# [Study questions]
**a.** Duplicate a stretch of the Saddleworth passage word for word, starting at "In 2010, Oldham" and stopping after "Lancashire and Yorkshire.".
**b.** According to the Saddleworth passage, which band was the first to win in Uppermill?
**c.** For each statement, answer yes or no according to the Saddleworth passage, and quote the words that decide it: (i) The Whit Friday brass band contests originated in 1884. (ii) Oldham councillors held that splitting Saddleworth from the borough was feasible. (iii) The 2010 signs marking Saddleworth's boundary show a red rose.

# [Document excerpt]
The Saddleworth White Rose Society organises events every Yorkshire Day (1 August) to promote its contention that Saddleworth remains part of the West Riding of Yorkshire. The Prince of Wales referred to Saddleworth's continuing Yorkshire status when he visited the area in 2001 saying "The fact that Saddleworth is still part of the historic West Riding is extremely important".

In 2004, public meetings were held to discuss the feasibility of splitting Saddleworth from the Borough of Oldham. Some residents at the time said they would prefer to become part of the metropolitan county of West Yorkshire or a new South Pennine authority, connecting rural towns and villages on both sides of the border. Even though such a move could involve merging with the neighbouring Metropolitan Borough of Kirklees, Oldham councillors maintained the split was not feasible as Saddleworth does not have sufficient hospital provision, civic buildings, transport, schooling nor other infrastructure in its own right. Councillor Ken Hulme arranged a meeting for the matter to be discussed. One councillor remarked "They [Saddleworth] want a bigger slice of the pie than the rest of the borough. The people of the rest of Oldham are not going to subsidise Saddleworth, and Saddleworth can't go it alone. It couldn't afford to provide the services it needs."

In 2010, Oldham Metropolitan Borough Council erected new signs along its boundaries. Those marking the boundary of Saddleworth say 'in the historic County of York' at the top, alongside a white rose. Later in the year, signs were unveiled by local dignitaries at Grains Bar marking the historic border between Lancashire and Yorkshire.

===Whit Friday===
Saddleworth has a large number of annual customs and traditions, many of which are held during Whitsuntide. On Whit Friday morning, congregations from the churches of all of the Saddleworth villages hold their Walk of Witness and congregate in Uppermill to take part in a religious service. Later in the evening, the Whit Friday brass band contests take place. The band contests originated in Saddleworth and the nearby towns of Mossley and Stalybridge in 1884 and are still centred on the local area. The first band to win in Uppermill was the Wyke Temperance Band. Bands from around the country, and indeed the world, travel to the area annually to compete. Due to the huge popularity of the event, Whit Friday band contests are now held in others of Saddleworth's surrounding villages. In the village of Dobcross a Henry Livings memorial prize is open to bands who play on any of the morning's walks on Whit Friday.

# [Source data]

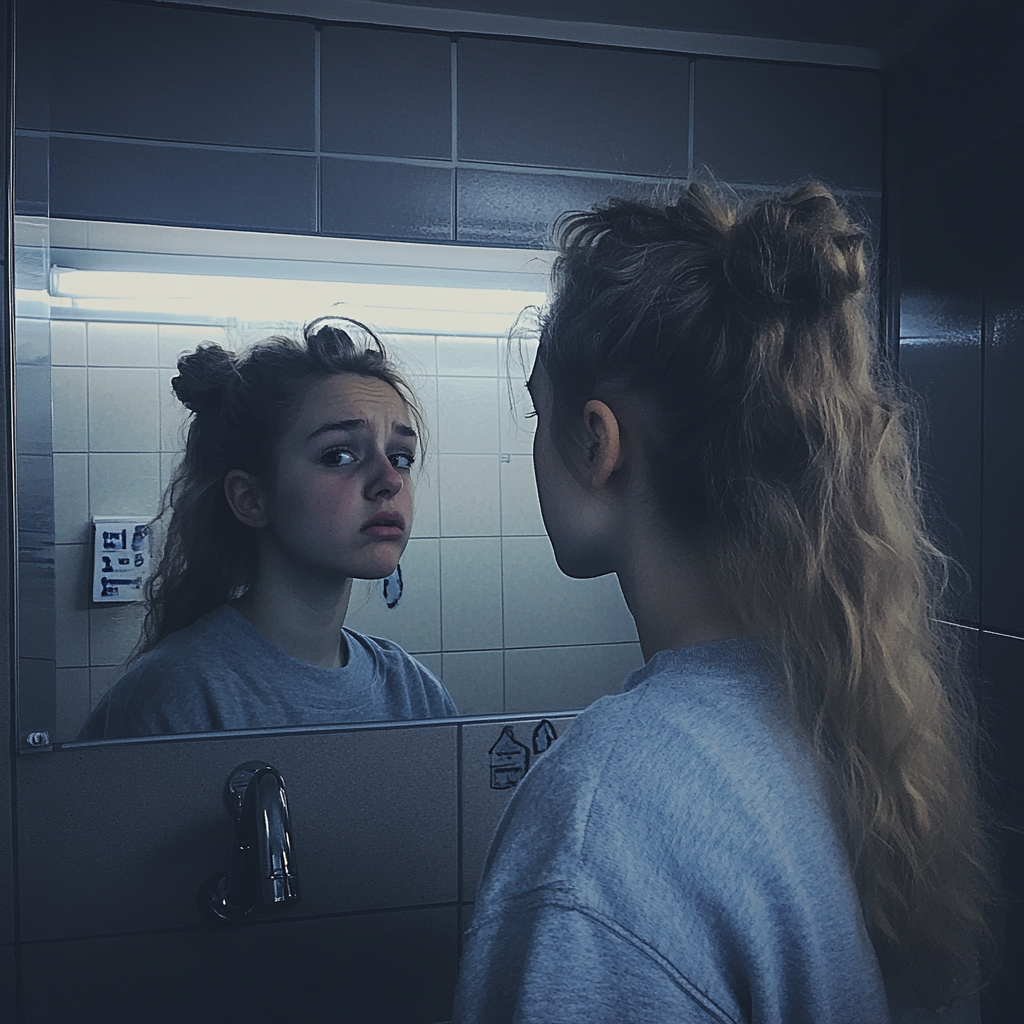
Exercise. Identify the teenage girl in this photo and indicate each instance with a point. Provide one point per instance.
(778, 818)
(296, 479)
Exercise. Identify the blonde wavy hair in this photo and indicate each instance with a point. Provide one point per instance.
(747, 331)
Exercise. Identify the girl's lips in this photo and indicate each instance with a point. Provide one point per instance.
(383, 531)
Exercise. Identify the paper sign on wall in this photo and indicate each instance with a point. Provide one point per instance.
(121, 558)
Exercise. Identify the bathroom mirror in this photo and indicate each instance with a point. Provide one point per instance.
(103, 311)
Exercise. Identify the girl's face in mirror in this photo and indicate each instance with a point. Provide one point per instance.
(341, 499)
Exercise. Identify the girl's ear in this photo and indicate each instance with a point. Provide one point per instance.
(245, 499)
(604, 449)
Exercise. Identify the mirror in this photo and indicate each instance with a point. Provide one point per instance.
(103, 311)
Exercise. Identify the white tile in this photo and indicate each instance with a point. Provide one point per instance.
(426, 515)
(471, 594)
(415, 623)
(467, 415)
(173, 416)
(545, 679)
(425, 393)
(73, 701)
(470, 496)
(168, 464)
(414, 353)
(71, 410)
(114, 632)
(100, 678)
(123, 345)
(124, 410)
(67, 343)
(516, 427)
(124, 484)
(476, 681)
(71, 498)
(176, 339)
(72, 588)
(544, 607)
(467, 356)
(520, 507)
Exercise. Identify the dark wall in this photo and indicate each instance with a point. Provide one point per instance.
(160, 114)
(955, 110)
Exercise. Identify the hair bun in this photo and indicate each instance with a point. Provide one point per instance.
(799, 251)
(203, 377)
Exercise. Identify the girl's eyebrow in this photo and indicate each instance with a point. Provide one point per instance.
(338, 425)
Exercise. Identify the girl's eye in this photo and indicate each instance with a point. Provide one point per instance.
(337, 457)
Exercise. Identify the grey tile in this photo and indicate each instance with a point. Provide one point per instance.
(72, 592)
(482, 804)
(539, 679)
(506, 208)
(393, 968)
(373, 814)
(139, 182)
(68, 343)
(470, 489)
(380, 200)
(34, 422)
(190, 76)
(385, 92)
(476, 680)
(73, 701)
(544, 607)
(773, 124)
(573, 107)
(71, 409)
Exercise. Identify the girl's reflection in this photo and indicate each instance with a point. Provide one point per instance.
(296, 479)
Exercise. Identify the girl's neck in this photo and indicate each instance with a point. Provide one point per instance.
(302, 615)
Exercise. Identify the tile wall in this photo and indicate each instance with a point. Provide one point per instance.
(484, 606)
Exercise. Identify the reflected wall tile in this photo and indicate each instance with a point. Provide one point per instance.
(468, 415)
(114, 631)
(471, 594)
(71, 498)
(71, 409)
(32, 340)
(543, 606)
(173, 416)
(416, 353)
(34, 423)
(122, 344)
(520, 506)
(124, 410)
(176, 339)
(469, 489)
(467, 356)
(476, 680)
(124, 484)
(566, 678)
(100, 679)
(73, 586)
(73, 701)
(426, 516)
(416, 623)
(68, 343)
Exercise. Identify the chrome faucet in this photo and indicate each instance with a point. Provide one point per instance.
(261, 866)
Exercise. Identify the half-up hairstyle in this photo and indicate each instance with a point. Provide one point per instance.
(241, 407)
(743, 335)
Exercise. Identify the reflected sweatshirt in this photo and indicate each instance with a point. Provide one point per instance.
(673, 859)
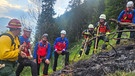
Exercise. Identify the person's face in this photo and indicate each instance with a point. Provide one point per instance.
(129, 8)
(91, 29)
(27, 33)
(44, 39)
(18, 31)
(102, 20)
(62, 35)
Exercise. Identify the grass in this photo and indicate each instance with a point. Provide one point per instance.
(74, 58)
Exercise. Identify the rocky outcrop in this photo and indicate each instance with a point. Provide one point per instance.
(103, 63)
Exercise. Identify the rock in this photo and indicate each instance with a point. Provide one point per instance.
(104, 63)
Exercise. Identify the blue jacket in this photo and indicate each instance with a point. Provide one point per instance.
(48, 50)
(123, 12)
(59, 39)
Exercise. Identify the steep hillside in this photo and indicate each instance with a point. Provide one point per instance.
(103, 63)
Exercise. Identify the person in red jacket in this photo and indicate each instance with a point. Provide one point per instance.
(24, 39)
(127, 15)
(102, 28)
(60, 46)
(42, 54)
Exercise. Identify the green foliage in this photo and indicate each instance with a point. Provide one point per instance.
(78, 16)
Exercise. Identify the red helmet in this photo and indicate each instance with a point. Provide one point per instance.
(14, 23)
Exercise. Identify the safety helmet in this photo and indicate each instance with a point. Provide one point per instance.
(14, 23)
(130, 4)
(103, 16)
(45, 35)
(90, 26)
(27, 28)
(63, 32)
==
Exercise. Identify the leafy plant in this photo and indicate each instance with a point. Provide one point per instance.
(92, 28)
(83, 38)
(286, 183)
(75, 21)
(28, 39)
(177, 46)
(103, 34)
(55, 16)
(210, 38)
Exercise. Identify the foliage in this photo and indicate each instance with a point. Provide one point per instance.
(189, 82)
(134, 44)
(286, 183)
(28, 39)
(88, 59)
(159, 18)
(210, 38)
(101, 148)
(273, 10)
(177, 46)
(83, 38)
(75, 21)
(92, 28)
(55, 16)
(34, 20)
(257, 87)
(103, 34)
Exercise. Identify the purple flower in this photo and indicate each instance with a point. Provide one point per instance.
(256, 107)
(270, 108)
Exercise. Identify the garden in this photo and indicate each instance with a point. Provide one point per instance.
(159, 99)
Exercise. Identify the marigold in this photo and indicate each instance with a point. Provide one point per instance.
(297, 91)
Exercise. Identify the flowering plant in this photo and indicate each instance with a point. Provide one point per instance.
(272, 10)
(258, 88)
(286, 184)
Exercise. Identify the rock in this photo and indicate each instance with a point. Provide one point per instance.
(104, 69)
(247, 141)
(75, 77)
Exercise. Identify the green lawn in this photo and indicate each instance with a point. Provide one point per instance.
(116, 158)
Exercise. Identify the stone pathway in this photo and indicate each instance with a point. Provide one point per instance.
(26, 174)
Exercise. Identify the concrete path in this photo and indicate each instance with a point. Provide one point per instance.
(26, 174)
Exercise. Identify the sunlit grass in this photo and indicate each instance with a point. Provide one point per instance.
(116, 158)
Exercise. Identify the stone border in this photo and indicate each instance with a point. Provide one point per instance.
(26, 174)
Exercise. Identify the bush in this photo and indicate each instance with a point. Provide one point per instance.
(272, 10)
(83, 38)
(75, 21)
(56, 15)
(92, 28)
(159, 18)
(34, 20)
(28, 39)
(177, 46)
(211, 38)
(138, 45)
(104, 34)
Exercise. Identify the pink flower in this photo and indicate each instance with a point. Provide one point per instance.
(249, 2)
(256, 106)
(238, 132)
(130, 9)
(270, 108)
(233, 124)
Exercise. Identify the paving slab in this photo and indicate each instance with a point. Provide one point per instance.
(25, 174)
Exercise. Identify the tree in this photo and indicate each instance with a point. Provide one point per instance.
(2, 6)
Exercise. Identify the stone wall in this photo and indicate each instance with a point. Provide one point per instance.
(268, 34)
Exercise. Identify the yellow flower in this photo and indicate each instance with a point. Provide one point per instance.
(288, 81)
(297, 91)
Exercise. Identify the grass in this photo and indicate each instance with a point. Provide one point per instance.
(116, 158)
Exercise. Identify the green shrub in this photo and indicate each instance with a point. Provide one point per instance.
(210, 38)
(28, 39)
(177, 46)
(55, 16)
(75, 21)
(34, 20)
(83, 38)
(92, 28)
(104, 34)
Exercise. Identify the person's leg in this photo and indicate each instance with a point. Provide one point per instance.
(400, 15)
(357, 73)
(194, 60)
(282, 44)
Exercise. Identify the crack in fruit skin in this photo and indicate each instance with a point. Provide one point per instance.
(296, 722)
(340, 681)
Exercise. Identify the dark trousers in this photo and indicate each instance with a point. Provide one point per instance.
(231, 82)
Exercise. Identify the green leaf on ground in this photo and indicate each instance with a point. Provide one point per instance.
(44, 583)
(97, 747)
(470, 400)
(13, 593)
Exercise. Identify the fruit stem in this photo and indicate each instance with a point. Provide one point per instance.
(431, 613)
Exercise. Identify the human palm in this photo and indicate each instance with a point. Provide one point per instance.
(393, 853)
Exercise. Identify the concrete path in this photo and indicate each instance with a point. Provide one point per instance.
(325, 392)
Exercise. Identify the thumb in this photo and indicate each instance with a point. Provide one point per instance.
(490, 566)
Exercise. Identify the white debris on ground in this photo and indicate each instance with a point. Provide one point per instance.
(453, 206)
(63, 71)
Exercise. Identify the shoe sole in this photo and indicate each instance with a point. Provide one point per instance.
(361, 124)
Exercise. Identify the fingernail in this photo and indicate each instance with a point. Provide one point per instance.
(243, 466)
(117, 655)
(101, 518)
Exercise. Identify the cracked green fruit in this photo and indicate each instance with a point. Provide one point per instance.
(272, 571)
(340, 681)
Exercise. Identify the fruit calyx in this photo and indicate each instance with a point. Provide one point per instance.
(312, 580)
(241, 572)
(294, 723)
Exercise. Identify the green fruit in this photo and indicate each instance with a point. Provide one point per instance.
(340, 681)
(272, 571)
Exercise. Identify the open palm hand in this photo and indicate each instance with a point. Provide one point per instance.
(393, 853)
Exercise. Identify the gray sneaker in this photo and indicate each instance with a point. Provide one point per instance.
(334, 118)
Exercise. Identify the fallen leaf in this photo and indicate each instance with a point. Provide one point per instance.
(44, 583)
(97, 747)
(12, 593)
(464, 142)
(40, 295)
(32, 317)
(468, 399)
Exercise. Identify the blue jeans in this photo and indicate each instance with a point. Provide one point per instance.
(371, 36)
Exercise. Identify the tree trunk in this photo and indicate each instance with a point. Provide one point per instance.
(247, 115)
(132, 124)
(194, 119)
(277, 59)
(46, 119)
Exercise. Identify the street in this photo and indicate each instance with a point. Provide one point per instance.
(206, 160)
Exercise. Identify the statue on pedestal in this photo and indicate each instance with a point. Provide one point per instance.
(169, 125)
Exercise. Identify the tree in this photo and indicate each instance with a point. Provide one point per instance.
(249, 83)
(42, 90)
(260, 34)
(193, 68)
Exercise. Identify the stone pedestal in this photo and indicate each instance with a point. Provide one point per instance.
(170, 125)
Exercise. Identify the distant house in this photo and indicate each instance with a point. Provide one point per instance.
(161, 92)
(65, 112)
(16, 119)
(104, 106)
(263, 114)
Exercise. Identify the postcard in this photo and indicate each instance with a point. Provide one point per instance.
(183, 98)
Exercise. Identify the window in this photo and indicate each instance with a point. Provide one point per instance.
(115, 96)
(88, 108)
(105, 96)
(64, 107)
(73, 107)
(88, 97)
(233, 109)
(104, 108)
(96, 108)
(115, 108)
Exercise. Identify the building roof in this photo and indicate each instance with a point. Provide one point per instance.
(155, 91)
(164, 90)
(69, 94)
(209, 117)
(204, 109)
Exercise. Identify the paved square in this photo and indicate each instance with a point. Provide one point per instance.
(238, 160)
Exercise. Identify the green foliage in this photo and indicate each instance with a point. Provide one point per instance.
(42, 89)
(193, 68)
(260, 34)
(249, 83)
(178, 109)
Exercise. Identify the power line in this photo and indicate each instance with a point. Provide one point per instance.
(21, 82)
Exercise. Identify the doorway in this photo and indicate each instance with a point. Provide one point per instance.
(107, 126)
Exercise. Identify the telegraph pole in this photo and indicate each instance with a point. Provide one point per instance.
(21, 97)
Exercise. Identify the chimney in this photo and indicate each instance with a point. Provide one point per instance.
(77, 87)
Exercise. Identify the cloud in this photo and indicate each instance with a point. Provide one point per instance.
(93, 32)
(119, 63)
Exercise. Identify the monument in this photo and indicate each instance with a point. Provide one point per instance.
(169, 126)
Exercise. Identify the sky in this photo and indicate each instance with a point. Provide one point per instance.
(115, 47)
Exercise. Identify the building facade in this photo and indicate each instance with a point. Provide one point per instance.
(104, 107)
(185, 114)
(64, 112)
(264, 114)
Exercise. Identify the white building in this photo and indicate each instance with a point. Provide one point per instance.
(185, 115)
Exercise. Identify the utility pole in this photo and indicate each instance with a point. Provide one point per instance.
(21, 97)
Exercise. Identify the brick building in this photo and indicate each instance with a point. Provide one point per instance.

# [Solved tasks]
**a.**
In 2010, Oldham Metropolitan Borough Council erected new signs along its boundaries. Those marking the boundary of Saddleworth say 'in the historic County of York' at the top, alongside a white rose. Later in the year, signs were unveiled by local dignitaries at Grains Bar marking the historic border between Lancashire and Yorkshire.

**b.** The Wyke Temperance Band.

**c.**
(i) Yes: "The band contests originated in Saddleworth and the nearby towns of Mossley and Stalybridge in 1884"
(ii) No: "Oldham councillors maintained the split was not feasible"
(iii) No: "say 'in the historic County of York' at the top, alongside a white rose"